» **What is asked**
Collect each line from the items below that contains the word "sweater" and copy it. Case matters.
::: Raw records :::
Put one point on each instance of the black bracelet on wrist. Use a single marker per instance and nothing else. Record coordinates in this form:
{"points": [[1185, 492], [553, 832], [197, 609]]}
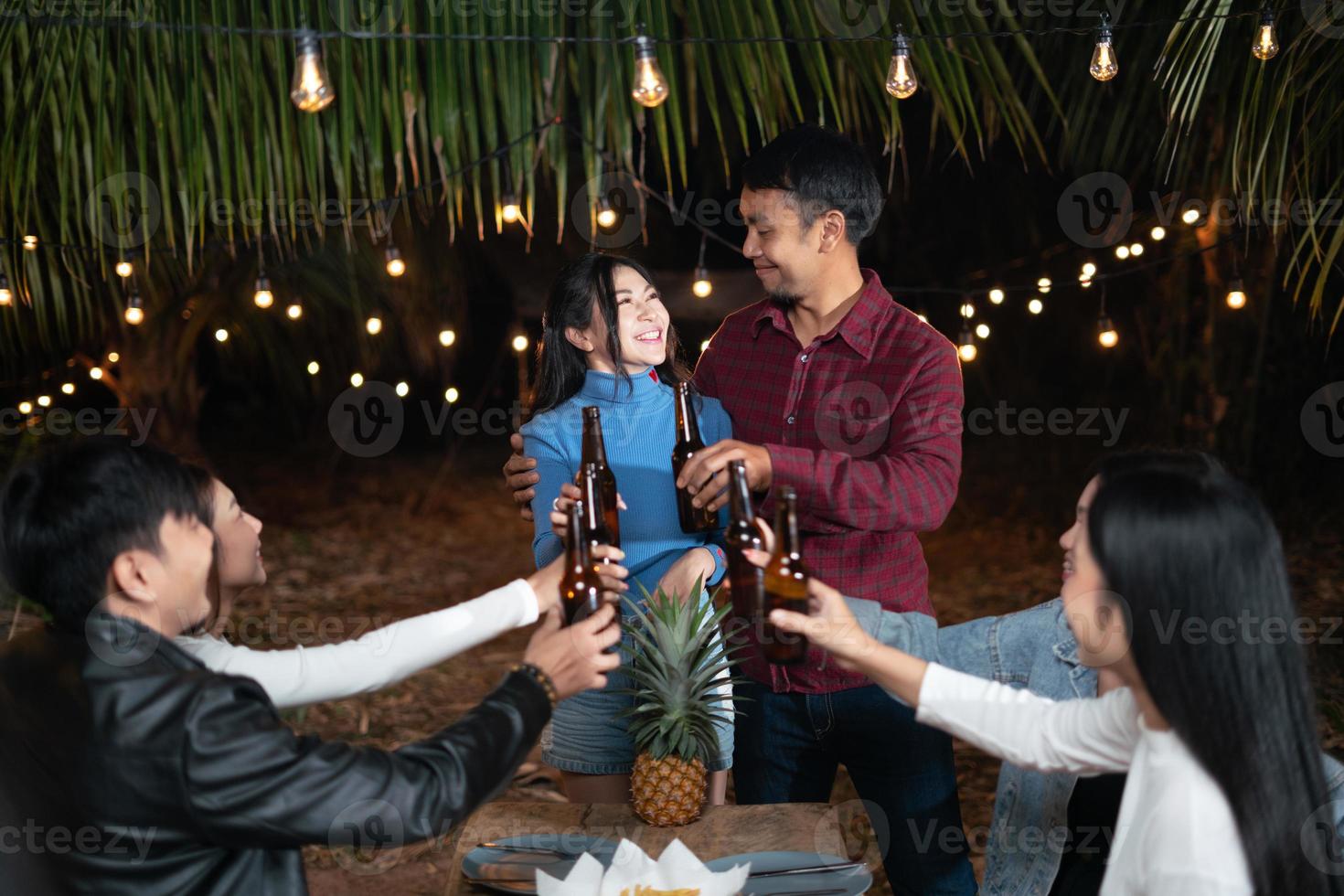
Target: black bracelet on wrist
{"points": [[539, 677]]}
:::
::: Raw records :::
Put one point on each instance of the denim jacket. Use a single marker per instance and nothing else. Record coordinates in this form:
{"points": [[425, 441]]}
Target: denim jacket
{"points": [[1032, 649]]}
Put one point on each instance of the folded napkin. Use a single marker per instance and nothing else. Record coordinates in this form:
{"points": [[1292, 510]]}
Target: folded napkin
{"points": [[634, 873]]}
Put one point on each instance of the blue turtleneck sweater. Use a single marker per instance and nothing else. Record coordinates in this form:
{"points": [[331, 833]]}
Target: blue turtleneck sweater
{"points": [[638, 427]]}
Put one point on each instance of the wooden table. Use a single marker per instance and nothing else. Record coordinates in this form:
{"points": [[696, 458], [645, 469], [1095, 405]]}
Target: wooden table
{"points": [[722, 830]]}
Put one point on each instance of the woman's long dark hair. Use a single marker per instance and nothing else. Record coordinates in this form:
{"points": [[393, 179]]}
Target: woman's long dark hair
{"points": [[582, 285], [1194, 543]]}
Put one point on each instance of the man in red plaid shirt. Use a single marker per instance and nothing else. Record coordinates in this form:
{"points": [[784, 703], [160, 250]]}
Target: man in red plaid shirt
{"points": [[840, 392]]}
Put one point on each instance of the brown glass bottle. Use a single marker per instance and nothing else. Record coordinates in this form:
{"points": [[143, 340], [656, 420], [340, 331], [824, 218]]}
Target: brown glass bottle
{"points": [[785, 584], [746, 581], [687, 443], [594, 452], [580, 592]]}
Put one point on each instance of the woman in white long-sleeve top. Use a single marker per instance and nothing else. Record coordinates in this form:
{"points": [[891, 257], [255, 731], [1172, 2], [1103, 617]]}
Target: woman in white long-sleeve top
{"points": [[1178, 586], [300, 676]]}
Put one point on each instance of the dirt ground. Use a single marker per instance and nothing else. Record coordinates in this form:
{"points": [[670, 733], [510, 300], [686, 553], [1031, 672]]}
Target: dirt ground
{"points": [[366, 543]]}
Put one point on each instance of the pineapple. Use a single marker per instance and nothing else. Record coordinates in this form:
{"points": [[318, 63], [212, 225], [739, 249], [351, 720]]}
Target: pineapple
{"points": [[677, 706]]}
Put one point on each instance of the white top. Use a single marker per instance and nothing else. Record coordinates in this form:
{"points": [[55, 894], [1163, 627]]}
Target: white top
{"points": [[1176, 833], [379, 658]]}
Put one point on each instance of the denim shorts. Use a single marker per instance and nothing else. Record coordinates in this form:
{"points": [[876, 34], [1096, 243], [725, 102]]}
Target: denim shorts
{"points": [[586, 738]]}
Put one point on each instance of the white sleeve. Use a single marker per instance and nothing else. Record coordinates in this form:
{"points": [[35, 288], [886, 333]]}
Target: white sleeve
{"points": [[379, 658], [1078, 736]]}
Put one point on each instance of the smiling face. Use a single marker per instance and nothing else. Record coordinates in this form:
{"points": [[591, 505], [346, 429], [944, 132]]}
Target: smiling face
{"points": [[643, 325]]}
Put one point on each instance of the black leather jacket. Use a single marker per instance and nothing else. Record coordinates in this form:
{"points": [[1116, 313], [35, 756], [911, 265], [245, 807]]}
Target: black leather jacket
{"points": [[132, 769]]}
:::
» **Right answer**
Put one point on each instance of the blue turtleneck sweater. Use a single marker per instance and nothing else. Record coordinates in this form:
Target: blue turtleneck sweater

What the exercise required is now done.